** Tarea **
Cita textualmente el fragmento de la entrevista a Andrés Neuman que va desde «La personalidad de» hasta «de billar (2000).», ambos incluidos.
*** Texto de la página ***
Vistas de página en total

domingo, 5 de abril de 2015

Hoy tomo café con…


Andrés Neuman
       Esta entrevista se realizó por aquellos años, en los que el joven Neuman, empezaba a afianzarse en el mundo editorial y coincidían en las librerías algunos de sus libros significativos.*
     «Existe una especie de misticismo en torno a la creación, que parece vetarnos cualquier intento de reflexión minuciosa acerca de ella».


La personalidad de Andrés Neuman (Buenos Aires, 1977), el joven escritor hispano-argentino, el último minuto de su obra, convierten su escritura en una firme apuesta por el cuento, en un país de gran tradición en el género, pero de poca devoción por el mismo. Tras unos primeros tanteos narrativos provincianos, Bariloche (1999), su primera novela le proporcionaría ese merecido lugar de finalista en el Premio Herralde y su estreno en la gran narrativa española. El que espera (2000) recoge una primera y excelente colección de microrrelatos, a la que ha seguido El último minuto (2001). Ambas compilaciones están organizadas en treinta cuentos más un epílogo del autor a modo de manifiesto. Casi simultáneamente ha publicado los poemarios Métodos de la noche (1998) y El jugador de billar (2000).

        ¿Qué es usted: un argentino que vive en Granada, o un granadino con alma argentina?
        Sospecho que el alma es la memoria: si ésta es compartida, las patrias se disuelven. El verbo «estar» me resulta mucho más verosímil que el verbo «ser», que se empeña en las esencias. Vivo en Granada, he vivido en Buenos Aires. He aprendido de las culturas argentina y española, y por lo tanto ya no pertenezco rigurosamente a ninguna de ellas. De hecho, la literatura me ha ayudado a aceptar esta condición un tanto desconcertante.
*** Líneas proporcionadas ***
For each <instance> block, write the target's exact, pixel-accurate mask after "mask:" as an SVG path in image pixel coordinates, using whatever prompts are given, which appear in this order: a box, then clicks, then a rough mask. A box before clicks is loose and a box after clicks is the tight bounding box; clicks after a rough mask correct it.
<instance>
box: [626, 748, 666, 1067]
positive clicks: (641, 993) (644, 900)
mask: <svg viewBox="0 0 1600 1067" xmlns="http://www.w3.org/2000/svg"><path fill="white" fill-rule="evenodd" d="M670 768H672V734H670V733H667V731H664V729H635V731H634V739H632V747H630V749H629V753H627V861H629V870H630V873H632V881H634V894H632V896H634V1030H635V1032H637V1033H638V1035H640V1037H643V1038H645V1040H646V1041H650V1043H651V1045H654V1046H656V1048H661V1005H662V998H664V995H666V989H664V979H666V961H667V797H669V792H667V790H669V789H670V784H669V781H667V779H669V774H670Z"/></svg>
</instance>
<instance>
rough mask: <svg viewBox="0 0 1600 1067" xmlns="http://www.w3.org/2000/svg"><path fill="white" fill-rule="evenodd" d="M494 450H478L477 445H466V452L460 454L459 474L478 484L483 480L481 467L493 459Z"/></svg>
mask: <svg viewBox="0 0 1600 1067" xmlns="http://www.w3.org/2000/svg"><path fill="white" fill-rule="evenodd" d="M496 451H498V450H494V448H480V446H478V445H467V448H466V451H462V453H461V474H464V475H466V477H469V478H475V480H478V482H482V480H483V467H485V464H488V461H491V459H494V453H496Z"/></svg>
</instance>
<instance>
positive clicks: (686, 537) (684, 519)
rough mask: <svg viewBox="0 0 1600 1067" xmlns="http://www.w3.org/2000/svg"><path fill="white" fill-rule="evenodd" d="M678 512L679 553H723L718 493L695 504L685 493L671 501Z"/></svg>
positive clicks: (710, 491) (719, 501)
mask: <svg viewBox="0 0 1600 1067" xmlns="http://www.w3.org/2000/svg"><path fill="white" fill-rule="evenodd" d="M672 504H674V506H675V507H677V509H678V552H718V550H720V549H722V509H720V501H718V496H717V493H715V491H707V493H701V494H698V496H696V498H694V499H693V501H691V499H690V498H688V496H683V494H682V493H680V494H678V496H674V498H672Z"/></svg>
***
** Solución **
La personalidad de Andrés Neuman (Buenos Aires, 1977), el joven escritor hispano-argentino, el último minuto de su obra, convierten su escritura en una firme apuesta por el cuento, en un país de gran tradición en el género, pero de poca devoción por el mismo. Tras unos primeros tanteos narrativos provincianos, Bariloche (1999), su primera novela le proporcionaría ese merecido lugar de finalista en el Premio Herralde y su estreno en la gran narrativa española. El que espera (2000) recoge una primera y excelente colección de microrrelatos, a la que ha seguido El último minuto (2001). Ambas compilaciones están organizadas en treinta cuentos más un epílogo del autor a modo de manifiesto. Casi simultáneamente ha publicado los poemarios Métodos de la noche (1998) y El jugador de billar (2000).